** Selected text follows **

Years ago, it took a high school diploma to get a good job. Today, some employers require a college degree. The assumption is that today’s jobs require a higher level of communication and math skills and an additional two years (associates degree) or four years of advanced study is now needed.
But there is another meaning to this phrase: that the college degree is eroding in academic rigor and may represent little more knowledge and skill than the high school diploma of the last century.
There has been an explosion in high school course work awarded college credit. When dual credit was first established, the wording of the legislation made it clear that it was for a few exceptional high school students—only juniors or seniors—who could benefit from taking accelerated course work. The image was of a straight-A high school student trekking up the street to sit among college students at the local college. School administrators had to attest that the student was exceptional—a “Doogie Howser” for those who remember the television series about the youngster who attends medical school.
However, the Kansas concurrent enrollment system was soon expanded to include students who had just completed their freshman year of high school. School superintendents added the number of students taking courses for college credit to their bragging inventory. Having a large number of students graduate high school with one or even two full years of college credits is now common. It has become a false indicator of school quality.
One large Kansas district begins students on a pathway to college preparation beginning at age 4! Ninety percent of students in this non-affluent district are admitted to college and some have 24–30 college credit hours finished at high school graduation. Under the cheerleading of moving from “encourage” to “require,” their College Plus program now mandates college course work for high school students. —Everyone is now a “Doogie Howser.”
With the annual increases in college tuition, those parents who could afford it saw the savings in paying college tuition for a high school class now, to count as college credit later.
Accelerating this trend was a change in public university funding. Formerly, Kansas regents universities were funded within a corridor. As long as enrollment stayed within this corridor, the funding from the state remained stable. The Kansas Board of Regents switched to a system where each school essentially kept its tuition. And the race for students and tuition from dual credit courses was on!
What credentials do these secondary teachers need? In 2005, KBOR passed a bachelors-with-24-hours-in-field-taught requirement. But the wording allowed community and technical colleges to do the same. Kansas found itself in the strange position of allowing teachers to teach college credit courses when they did not have enough credits to teach the course in high school. [Most Kansas secondary teachers must have more than 24 hours-in-field]. For 10 years, these underqualified teachers who lack a masters degree, at both high schools and community and technical colleges in Kansas, have generated large numbers of college credit course work for high school students.
Into this academic Wild West rides the Higher Learning Commission. The HLC’s Assumed Practices for faculty roles and qualifications requires teachers of college credit courses to have the masters degree and 18 graduate hours in the field being taught. Immediately, Kansas community and technical colleges began advertising for the master’s criteria. But as soon as the HLC policy clarification indicated it would go into effect for Fall of 2017, many re-advertised at the bachelors-with-24 level.
While there are some well-qualified high school teachers teaching a college level course, the vast majority of current high school dual credit teachers lack the master’s degree/18-graduate-hours-in-field-qualification.
Kansas has been issuing college credits for over a decade for courses taught by underqualified teachers. And Kansas officials have asked HLC for more time, another 5 years, to implement the qualifications requirement.
Meanwhile, for many Kansas students, a four-year bachelors degree has already become only three or even two years of genuine college course work. Indeed, the college degree may become a high school diploma.

** End of Selected text **
** Material shown follows **

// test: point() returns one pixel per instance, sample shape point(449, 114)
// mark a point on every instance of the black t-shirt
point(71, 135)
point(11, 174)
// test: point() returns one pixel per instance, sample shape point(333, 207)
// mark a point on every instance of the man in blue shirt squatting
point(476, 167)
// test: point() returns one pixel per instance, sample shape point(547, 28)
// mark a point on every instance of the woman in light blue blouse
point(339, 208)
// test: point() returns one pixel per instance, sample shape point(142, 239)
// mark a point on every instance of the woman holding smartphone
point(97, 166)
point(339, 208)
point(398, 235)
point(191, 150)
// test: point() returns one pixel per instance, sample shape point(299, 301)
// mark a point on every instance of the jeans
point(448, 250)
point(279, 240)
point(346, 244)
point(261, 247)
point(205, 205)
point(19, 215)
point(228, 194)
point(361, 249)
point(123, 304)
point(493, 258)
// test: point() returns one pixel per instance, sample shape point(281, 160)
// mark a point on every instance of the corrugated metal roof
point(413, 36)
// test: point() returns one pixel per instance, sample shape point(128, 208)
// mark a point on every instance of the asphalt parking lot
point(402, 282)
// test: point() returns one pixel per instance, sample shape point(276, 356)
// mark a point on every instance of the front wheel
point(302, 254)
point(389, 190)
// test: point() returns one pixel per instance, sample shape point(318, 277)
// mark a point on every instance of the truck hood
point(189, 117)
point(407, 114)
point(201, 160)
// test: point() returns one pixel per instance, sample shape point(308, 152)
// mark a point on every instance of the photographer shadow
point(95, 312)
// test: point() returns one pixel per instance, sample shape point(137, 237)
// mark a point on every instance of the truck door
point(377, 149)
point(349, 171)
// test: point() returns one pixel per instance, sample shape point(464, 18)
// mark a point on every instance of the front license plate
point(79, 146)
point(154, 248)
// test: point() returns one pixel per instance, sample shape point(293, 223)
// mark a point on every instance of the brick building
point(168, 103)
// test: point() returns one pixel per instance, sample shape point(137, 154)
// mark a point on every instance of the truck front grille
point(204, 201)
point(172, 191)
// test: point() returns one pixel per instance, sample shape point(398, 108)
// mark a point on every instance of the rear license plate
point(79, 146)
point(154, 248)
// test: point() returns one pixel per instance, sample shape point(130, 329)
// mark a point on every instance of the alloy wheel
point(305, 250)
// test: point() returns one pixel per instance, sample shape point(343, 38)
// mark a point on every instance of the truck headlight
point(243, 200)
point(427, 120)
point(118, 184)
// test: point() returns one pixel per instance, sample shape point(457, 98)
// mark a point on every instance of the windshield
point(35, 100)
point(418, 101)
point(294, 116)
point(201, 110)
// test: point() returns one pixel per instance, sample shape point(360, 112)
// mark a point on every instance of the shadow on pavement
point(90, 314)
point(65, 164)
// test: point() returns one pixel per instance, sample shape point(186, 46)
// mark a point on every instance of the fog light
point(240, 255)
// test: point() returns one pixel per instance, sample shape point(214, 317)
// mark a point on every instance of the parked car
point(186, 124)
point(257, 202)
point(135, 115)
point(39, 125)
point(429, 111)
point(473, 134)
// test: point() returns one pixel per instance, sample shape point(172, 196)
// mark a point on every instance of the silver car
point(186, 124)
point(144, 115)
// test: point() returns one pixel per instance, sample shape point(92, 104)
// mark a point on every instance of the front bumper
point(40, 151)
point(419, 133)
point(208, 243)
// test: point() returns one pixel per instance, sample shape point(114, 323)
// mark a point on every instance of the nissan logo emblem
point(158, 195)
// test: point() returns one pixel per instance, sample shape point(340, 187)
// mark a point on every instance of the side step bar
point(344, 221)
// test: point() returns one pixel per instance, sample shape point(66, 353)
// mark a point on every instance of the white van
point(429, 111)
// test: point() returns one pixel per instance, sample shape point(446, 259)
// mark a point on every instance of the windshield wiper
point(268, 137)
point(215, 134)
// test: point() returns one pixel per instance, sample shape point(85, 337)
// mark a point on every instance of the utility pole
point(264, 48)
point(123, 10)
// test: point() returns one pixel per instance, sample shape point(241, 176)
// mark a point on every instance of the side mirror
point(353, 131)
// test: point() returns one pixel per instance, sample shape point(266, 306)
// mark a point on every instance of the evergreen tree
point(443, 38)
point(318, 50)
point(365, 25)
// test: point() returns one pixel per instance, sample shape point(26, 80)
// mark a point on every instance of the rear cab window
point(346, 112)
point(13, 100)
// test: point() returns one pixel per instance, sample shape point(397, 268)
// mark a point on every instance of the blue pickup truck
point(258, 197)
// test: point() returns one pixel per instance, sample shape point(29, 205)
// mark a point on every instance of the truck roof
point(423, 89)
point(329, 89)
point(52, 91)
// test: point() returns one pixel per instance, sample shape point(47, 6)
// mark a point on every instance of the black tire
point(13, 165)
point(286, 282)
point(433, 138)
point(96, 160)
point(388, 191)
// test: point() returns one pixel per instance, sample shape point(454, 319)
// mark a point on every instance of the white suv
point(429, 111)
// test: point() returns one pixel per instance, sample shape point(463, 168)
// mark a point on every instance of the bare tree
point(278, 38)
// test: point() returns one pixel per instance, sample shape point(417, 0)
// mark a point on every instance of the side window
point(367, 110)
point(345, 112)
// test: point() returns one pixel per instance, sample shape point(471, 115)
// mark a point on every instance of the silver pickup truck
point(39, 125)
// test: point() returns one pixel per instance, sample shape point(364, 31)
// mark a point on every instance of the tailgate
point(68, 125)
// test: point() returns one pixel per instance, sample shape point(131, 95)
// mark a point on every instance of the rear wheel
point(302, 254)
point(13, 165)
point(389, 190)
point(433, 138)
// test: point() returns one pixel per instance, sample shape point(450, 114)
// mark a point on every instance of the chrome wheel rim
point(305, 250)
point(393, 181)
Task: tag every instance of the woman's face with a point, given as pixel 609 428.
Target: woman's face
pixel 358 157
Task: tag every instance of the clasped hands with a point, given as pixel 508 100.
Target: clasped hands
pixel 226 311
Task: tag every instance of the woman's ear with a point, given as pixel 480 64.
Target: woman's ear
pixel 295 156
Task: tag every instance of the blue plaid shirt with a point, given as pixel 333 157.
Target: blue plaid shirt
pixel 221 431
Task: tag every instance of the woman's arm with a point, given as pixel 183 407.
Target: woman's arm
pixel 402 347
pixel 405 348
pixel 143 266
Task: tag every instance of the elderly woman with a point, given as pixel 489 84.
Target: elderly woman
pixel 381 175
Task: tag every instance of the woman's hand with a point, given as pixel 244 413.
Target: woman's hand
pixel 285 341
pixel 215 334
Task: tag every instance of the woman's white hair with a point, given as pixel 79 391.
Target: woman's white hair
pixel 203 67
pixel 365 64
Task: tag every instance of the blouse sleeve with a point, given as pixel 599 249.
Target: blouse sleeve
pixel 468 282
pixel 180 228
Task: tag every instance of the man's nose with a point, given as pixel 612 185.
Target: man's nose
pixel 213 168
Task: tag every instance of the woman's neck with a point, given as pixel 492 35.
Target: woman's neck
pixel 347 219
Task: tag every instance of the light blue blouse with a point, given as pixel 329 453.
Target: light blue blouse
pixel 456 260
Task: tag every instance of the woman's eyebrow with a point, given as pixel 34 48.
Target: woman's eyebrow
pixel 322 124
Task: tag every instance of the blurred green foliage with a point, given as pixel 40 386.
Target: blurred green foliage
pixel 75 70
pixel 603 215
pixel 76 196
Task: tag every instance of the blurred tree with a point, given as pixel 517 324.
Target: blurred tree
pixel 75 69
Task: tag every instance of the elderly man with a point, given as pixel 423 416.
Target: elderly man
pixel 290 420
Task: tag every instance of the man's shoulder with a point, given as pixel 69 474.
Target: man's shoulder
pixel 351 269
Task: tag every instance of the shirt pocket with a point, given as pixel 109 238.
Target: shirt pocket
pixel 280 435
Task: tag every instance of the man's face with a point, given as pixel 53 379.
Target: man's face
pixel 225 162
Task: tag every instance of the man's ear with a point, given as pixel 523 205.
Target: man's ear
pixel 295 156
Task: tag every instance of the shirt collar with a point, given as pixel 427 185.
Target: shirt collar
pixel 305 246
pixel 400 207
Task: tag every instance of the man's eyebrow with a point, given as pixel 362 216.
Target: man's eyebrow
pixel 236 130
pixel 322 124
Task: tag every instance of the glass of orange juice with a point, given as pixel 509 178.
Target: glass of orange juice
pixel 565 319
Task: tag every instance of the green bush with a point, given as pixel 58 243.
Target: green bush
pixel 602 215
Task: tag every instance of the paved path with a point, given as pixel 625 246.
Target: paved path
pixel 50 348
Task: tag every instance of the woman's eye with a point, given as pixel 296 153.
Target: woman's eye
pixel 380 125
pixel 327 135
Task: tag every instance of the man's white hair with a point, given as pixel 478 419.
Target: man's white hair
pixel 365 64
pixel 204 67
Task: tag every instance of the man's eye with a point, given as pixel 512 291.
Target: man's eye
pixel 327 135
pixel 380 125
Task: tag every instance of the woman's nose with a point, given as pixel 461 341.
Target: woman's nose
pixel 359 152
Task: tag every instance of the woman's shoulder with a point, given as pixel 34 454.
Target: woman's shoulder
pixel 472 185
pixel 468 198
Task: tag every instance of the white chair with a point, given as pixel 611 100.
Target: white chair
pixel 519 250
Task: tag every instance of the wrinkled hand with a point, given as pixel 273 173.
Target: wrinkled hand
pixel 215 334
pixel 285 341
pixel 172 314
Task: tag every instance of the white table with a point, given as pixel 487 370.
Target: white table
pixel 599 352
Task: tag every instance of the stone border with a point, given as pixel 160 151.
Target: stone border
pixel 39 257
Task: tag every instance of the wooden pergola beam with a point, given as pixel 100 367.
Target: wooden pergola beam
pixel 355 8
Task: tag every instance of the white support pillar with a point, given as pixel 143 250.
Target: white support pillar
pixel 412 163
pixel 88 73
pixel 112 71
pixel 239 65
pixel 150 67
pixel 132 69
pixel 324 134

** End of Material shown **

> [Work task] Write out the stretch of the dual credit text from "Kansas has been" through "the qualifications requirement." again, switching "another 5 years" to "another 3 years".

> [Written answer]
Kansas has been issuing college credits for over a decade for courses taught by underqualified teachers. And Kansas officials have asked HLC for more time, another 3 years, to implement the qualifications requirement.